• Record set
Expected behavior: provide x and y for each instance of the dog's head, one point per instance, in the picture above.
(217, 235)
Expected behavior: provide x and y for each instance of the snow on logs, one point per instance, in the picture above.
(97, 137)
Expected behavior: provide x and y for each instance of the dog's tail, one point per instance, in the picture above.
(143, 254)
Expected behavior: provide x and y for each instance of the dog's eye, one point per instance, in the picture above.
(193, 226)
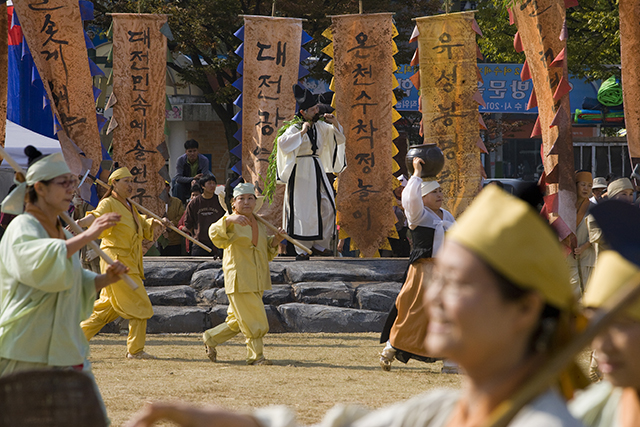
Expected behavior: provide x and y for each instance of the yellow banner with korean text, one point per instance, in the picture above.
(271, 64)
(448, 83)
(139, 69)
(363, 68)
(54, 32)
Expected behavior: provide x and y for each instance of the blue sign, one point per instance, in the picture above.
(504, 92)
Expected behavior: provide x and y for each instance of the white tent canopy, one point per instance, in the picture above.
(18, 137)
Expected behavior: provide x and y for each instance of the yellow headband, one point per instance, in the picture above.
(119, 174)
(618, 186)
(611, 273)
(513, 239)
(584, 176)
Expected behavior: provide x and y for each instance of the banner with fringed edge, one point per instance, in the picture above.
(447, 56)
(362, 65)
(542, 37)
(62, 61)
(139, 103)
(271, 52)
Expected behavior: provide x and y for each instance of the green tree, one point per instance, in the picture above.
(593, 45)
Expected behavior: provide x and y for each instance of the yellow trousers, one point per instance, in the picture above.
(245, 314)
(103, 313)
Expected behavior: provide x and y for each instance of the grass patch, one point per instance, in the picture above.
(311, 373)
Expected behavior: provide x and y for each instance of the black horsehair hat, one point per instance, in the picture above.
(304, 97)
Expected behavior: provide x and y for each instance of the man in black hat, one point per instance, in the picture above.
(312, 145)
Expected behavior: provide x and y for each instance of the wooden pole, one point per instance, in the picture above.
(625, 296)
(151, 214)
(16, 167)
(285, 235)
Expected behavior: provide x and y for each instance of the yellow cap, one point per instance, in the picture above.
(514, 240)
(119, 174)
(611, 273)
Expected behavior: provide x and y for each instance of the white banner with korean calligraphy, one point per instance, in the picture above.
(363, 68)
(271, 64)
(448, 85)
(542, 38)
(54, 32)
(139, 69)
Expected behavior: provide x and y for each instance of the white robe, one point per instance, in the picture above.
(309, 208)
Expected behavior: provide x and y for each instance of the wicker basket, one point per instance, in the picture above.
(48, 398)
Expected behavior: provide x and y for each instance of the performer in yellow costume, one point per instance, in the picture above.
(124, 243)
(499, 304)
(247, 252)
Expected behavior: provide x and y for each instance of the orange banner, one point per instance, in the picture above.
(540, 28)
(270, 69)
(139, 70)
(447, 50)
(629, 54)
(54, 32)
(363, 65)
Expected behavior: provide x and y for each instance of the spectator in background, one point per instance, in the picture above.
(201, 212)
(175, 210)
(191, 167)
(598, 189)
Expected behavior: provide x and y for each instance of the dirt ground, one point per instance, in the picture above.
(311, 373)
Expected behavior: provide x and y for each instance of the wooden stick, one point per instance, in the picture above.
(625, 296)
(151, 214)
(75, 227)
(285, 235)
(77, 230)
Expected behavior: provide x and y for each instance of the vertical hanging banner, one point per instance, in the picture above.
(270, 67)
(447, 52)
(138, 99)
(4, 61)
(54, 32)
(629, 54)
(542, 36)
(363, 68)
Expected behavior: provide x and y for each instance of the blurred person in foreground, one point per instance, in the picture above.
(499, 305)
(123, 242)
(614, 402)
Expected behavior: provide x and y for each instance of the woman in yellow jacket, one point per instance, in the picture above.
(124, 243)
(246, 245)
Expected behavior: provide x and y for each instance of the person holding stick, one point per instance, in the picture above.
(499, 304)
(44, 291)
(245, 263)
(124, 243)
(406, 326)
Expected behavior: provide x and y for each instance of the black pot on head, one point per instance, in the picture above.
(432, 157)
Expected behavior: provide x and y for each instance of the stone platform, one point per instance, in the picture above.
(319, 295)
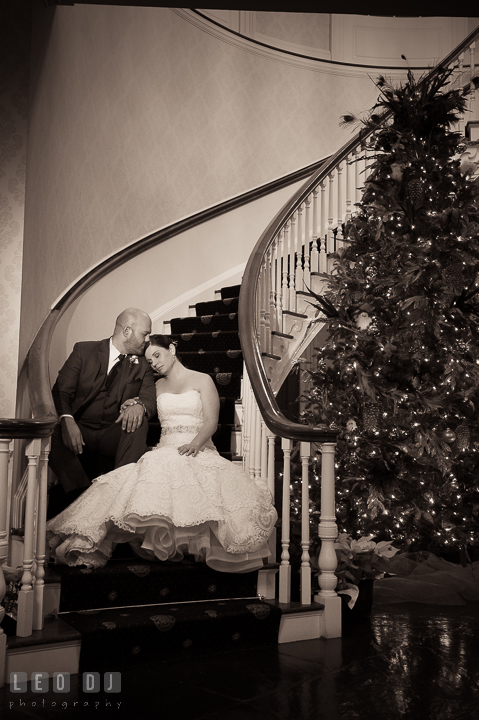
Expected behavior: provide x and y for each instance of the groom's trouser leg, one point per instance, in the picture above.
(123, 446)
(66, 465)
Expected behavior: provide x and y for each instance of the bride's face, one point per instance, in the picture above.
(160, 359)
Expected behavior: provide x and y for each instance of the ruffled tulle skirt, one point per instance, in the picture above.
(168, 505)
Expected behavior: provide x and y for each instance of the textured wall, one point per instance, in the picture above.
(139, 118)
(14, 61)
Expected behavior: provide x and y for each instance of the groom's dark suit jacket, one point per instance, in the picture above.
(83, 373)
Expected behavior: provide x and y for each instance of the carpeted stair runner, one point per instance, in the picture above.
(113, 639)
(134, 581)
(210, 343)
(133, 611)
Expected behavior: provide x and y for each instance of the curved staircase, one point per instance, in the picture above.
(276, 323)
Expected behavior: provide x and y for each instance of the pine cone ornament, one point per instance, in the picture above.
(473, 229)
(370, 416)
(463, 437)
(415, 193)
(453, 274)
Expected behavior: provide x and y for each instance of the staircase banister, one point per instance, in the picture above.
(27, 428)
(271, 414)
(270, 411)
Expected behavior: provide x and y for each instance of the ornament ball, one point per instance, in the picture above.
(448, 435)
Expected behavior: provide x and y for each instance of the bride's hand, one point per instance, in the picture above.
(189, 449)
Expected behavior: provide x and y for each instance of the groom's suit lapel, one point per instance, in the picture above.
(124, 372)
(101, 367)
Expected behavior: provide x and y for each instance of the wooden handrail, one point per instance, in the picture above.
(37, 359)
(269, 409)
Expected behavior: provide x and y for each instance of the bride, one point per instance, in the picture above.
(181, 497)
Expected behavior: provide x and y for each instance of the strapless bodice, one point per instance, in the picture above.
(180, 414)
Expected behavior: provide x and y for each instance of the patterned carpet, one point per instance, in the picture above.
(209, 342)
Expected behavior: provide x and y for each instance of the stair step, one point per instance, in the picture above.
(210, 361)
(231, 291)
(115, 638)
(214, 340)
(134, 581)
(217, 307)
(205, 323)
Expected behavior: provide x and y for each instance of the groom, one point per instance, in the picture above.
(95, 381)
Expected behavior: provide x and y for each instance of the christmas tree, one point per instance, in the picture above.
(399, 372)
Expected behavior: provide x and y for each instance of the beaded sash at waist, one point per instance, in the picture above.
(173, 429)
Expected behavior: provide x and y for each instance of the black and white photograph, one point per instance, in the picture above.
(239, 360)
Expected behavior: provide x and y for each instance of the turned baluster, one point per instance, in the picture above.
(25, 595)
(305, 452)
(285, 567)
(329, 234)
(314, 251)
(39, 586)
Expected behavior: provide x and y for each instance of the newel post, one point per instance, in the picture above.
(25, 596)
(4, 459)
(327, 560)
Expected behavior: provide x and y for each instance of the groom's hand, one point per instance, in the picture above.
(71, 435)
(131, 417)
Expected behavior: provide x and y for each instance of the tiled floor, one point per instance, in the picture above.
(407, 662)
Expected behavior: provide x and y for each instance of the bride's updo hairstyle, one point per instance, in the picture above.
(163, 341)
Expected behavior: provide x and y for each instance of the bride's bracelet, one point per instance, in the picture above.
(133, 401)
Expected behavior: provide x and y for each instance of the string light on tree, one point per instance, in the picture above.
(399, 371)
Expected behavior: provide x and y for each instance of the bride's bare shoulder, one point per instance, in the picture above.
(202, 381)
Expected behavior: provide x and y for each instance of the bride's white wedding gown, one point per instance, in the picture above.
(169, 504)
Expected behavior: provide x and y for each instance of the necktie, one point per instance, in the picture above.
(110, 378)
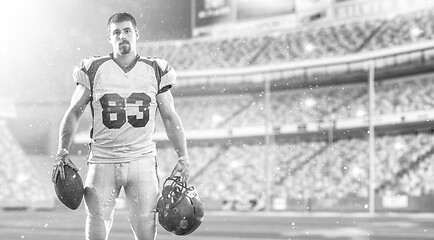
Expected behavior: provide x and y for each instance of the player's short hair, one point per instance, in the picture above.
(121, 17)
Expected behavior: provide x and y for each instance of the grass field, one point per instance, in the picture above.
(69, 225)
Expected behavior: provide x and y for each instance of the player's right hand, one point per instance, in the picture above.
(59, 166)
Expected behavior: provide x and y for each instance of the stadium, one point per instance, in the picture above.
(304, 119)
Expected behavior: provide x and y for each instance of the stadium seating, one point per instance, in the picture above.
(298, 44)
(20, 184)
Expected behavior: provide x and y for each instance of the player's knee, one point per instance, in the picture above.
(144, 226)
(95, 228)
(92, 201)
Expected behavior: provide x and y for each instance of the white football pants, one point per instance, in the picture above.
(102, 187)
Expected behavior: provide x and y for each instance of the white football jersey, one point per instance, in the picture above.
(123, 105)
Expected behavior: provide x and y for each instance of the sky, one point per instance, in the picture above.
(42, 40)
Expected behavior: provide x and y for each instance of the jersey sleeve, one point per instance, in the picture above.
(79, 74)
(168, 76)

• Work to complete
Rewrite the data starting with the line with "the necktie, one" and going on through the end of the data, replacing "player's" with "athlete's" and leaving everything else unchanged. Omit the pictures from your answer.

• Task response
Expected behavior: provide x and y for each instance of the necktie, one point per instance, in the picture above.
(110, 378)
Expected behavior: provide x and y for each instance of the athlete's short hair, one point per instance, in the picture above.
(121, 17)
Expected behavior: provide x and y for each instance of the grass field, one point per instance, in the picture above.
(69, 225)
Expected behavior: provide x and y for each instance of the athlete's right hand, one point per instance, in the picture above.
(59, 166)
Expected behavior: provide x and y for each instance of the stadium, one point per instance, in the picture above.
(304, 119)
Expected behavior: provide x and y for each instance of the stadium seating, one point per instance, in the picture above.
(298, 44)
(20, 184)
Expected behavior: provide x and y for each instance of the athlete's knee, one point per instance, in the picture above.
(144, 226)
(95, 228)
(92, 201)
Expected behavior: provide x and y for each instance of the white football pants, one point per instance, in the picture above.
(102, 187)
Expected behavior: provide x and y for each instance of the white football jersey, one point per instance, in the picture above.
(123, 105)
Expected behavior: provide x and y for each instance of the sky, one point per instance, in the picture above.
(42, 40)
Expected behavior: provide x and y for each instance of the jersey sleeve, one point per instance, in the picture above.
(79, 74)
(168, 76)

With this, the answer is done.